▶ [WHAT IS NEEDED]: Locate each line below that contains the word "smoke" and copy it. Case counts.

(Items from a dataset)
....
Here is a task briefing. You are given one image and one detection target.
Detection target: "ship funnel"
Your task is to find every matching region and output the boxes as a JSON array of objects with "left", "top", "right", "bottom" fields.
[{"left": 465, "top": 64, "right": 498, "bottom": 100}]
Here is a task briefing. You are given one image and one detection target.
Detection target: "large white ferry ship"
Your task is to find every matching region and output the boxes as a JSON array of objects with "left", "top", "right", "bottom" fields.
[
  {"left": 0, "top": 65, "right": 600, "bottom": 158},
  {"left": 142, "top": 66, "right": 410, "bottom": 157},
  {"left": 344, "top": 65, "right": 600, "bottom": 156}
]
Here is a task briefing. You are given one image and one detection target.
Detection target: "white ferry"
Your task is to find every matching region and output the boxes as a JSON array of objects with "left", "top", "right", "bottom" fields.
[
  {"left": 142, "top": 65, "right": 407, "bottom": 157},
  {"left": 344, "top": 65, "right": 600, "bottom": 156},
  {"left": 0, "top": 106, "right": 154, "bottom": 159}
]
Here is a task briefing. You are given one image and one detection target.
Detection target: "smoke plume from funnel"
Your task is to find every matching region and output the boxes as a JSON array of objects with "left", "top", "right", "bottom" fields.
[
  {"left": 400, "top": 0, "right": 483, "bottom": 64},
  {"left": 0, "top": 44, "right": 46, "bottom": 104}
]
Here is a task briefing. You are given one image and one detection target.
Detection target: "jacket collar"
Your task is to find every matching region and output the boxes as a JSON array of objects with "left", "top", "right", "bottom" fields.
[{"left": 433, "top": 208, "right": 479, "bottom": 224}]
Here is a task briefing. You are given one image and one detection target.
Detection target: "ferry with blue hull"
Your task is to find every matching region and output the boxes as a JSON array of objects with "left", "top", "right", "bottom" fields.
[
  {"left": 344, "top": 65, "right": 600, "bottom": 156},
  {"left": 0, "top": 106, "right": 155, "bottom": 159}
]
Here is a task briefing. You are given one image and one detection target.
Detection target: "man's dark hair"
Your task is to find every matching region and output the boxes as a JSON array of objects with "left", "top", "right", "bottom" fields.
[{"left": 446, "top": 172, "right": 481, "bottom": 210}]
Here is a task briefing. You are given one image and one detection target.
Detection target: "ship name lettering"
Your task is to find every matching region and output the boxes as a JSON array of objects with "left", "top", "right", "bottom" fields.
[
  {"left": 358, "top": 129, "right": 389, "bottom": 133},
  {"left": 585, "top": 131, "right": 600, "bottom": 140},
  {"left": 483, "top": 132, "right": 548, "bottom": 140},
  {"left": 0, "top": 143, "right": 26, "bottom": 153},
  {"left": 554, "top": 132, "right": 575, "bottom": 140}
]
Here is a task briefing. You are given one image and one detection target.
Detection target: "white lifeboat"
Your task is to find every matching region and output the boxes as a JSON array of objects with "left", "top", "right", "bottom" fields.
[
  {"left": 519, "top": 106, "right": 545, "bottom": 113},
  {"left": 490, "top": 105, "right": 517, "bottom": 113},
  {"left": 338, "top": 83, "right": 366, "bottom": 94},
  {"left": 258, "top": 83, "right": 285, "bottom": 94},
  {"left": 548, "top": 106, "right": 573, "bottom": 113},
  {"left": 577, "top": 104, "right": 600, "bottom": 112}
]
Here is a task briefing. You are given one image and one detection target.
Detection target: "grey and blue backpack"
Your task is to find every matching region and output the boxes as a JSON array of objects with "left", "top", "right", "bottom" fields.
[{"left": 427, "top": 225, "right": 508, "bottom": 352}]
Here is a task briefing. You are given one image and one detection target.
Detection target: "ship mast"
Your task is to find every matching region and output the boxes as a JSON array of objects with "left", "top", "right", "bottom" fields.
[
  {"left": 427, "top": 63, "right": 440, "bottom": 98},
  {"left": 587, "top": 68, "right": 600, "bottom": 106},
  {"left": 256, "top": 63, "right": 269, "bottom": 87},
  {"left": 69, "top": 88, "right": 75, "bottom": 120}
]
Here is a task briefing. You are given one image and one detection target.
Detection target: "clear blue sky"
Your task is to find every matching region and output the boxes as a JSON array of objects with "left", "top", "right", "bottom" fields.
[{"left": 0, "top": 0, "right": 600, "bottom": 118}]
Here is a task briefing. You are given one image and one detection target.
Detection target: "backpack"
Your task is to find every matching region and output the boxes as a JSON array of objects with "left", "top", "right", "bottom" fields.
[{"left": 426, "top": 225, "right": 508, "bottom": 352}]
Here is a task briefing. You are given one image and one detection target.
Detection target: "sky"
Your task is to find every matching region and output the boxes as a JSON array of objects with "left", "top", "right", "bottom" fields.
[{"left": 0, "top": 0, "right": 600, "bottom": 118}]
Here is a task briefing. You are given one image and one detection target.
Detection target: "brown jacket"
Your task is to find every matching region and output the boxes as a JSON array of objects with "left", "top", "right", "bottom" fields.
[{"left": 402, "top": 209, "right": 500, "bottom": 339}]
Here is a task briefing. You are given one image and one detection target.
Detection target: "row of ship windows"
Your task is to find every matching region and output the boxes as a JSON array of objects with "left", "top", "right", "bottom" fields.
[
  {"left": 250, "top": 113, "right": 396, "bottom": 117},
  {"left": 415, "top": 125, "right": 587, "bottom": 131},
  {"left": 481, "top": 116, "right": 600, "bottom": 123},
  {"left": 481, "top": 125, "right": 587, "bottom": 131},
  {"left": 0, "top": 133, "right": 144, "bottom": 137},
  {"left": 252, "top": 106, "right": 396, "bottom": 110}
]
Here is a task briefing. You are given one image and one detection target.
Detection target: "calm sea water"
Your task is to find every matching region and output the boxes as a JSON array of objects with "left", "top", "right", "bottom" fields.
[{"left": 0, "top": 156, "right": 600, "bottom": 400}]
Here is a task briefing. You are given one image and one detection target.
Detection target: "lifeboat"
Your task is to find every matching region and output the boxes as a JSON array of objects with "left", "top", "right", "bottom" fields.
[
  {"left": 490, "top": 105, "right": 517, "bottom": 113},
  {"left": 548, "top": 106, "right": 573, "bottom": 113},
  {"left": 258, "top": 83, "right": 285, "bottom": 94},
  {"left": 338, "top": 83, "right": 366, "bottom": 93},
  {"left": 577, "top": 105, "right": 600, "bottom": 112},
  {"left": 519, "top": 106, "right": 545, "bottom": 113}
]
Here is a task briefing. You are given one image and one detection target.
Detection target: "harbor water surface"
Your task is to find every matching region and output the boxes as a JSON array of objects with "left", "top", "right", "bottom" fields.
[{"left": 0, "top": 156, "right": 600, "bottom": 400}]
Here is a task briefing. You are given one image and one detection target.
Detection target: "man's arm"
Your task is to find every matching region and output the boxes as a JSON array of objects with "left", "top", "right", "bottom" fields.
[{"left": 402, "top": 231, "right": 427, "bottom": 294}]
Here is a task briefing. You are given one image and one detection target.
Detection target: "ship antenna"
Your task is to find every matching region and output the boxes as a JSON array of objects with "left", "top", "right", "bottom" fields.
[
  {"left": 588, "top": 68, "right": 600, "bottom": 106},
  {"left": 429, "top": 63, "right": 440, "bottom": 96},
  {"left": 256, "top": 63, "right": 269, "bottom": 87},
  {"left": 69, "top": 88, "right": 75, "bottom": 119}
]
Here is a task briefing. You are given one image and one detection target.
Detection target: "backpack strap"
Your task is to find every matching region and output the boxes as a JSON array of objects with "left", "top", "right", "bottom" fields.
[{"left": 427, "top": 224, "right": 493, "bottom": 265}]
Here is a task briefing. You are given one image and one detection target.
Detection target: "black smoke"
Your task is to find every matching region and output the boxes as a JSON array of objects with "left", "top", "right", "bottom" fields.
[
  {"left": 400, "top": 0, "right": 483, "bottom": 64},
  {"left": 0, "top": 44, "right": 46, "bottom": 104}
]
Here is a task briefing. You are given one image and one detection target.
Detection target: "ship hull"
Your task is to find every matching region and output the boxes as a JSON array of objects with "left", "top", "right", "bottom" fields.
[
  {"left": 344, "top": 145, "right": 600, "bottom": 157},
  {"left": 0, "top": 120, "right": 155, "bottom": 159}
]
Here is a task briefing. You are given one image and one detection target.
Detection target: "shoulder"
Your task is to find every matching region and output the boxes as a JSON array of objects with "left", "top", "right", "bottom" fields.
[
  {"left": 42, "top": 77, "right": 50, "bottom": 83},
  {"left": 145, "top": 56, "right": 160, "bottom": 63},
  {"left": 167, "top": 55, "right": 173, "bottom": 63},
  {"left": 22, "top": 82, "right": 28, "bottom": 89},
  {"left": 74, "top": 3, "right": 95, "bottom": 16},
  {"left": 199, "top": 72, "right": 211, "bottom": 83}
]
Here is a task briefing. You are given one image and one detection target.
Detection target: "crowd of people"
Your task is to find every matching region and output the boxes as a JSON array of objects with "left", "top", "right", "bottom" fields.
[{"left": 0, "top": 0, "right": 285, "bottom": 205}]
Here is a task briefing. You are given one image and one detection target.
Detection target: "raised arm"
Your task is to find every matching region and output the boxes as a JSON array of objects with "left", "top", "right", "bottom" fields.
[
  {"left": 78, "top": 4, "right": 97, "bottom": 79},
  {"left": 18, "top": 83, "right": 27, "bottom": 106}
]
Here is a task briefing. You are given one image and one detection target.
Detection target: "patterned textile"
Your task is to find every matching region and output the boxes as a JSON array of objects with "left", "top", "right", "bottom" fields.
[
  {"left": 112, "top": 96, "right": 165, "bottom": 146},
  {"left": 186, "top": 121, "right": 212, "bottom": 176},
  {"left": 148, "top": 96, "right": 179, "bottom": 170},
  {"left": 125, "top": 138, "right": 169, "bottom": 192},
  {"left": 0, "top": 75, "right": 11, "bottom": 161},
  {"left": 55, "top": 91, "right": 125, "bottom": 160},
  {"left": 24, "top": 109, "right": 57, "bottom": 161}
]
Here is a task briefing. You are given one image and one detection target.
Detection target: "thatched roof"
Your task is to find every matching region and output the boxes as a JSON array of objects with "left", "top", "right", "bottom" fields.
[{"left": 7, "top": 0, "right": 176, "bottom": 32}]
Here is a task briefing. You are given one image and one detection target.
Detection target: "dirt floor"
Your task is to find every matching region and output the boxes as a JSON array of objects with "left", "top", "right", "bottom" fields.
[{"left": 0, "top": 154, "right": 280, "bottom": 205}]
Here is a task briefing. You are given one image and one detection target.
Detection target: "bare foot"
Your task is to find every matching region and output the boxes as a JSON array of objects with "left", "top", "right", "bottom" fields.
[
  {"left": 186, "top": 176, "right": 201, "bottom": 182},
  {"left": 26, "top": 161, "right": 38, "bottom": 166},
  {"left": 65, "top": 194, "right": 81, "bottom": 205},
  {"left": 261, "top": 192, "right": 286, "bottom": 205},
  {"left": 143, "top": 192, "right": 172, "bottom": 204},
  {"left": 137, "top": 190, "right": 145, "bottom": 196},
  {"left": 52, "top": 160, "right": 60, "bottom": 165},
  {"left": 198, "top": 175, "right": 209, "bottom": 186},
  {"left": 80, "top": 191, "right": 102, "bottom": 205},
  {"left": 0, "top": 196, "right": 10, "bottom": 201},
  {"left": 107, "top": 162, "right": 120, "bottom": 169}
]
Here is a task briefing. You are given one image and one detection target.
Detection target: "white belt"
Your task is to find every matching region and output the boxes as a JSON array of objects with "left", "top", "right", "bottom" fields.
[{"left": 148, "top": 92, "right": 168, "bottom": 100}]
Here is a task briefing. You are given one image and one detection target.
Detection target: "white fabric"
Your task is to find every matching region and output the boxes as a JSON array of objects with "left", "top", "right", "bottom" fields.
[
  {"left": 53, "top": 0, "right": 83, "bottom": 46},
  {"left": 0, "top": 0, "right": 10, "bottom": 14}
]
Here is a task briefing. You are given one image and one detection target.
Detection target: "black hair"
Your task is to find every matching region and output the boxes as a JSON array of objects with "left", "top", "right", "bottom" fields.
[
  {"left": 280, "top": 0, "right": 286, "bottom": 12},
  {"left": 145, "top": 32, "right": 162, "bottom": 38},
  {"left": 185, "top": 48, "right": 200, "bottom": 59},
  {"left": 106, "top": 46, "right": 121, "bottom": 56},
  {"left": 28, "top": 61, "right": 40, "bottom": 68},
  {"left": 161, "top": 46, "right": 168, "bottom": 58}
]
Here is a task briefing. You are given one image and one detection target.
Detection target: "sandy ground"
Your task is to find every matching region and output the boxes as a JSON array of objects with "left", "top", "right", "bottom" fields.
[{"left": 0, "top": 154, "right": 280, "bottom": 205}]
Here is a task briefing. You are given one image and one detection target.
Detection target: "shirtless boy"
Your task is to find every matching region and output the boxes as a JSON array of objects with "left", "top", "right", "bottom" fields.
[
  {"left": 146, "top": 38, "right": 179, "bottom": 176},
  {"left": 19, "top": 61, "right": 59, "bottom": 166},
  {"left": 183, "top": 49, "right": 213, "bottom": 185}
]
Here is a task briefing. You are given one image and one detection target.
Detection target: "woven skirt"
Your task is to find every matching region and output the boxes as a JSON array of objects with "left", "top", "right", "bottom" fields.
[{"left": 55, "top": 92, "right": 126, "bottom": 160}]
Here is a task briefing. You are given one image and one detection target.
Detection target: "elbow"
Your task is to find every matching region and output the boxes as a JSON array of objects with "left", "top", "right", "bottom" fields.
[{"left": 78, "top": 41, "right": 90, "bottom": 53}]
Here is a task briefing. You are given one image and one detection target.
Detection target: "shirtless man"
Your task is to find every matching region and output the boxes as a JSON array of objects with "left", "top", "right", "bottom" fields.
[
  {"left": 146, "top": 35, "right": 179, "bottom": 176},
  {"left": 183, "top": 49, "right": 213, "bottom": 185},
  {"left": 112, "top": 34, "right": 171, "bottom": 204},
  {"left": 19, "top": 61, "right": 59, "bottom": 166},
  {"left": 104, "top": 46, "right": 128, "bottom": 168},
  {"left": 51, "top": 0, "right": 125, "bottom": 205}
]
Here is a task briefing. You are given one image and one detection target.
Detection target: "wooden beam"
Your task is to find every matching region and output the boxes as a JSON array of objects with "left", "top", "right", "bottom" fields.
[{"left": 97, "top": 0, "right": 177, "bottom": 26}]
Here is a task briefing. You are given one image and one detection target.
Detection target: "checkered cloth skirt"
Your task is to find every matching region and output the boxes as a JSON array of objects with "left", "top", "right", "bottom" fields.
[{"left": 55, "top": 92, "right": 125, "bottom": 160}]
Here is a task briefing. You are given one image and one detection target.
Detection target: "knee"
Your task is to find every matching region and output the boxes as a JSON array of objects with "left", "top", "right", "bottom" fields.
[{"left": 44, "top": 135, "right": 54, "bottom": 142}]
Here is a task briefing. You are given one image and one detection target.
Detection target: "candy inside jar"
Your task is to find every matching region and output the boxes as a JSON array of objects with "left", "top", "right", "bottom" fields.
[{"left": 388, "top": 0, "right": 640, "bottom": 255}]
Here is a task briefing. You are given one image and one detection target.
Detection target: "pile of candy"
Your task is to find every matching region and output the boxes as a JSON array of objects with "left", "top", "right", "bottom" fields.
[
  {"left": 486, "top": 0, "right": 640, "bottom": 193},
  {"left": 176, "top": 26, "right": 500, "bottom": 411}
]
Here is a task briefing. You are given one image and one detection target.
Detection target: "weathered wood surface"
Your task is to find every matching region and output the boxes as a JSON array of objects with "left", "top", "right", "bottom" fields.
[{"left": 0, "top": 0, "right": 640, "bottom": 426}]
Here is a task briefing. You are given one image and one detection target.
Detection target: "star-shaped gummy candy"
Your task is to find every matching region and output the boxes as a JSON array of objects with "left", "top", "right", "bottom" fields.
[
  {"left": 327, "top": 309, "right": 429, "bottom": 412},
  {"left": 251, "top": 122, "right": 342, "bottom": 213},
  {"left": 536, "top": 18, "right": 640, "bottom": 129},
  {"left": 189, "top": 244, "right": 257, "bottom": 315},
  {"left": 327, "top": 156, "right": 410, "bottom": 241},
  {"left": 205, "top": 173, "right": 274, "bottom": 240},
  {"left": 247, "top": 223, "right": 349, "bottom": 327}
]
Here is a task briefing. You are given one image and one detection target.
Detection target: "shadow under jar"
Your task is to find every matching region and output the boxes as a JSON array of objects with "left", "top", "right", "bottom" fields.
....
▶ [WRITTEN RESPONSE]:
Detection target: "smoke plume from funnel"
Detection target: "black smoke"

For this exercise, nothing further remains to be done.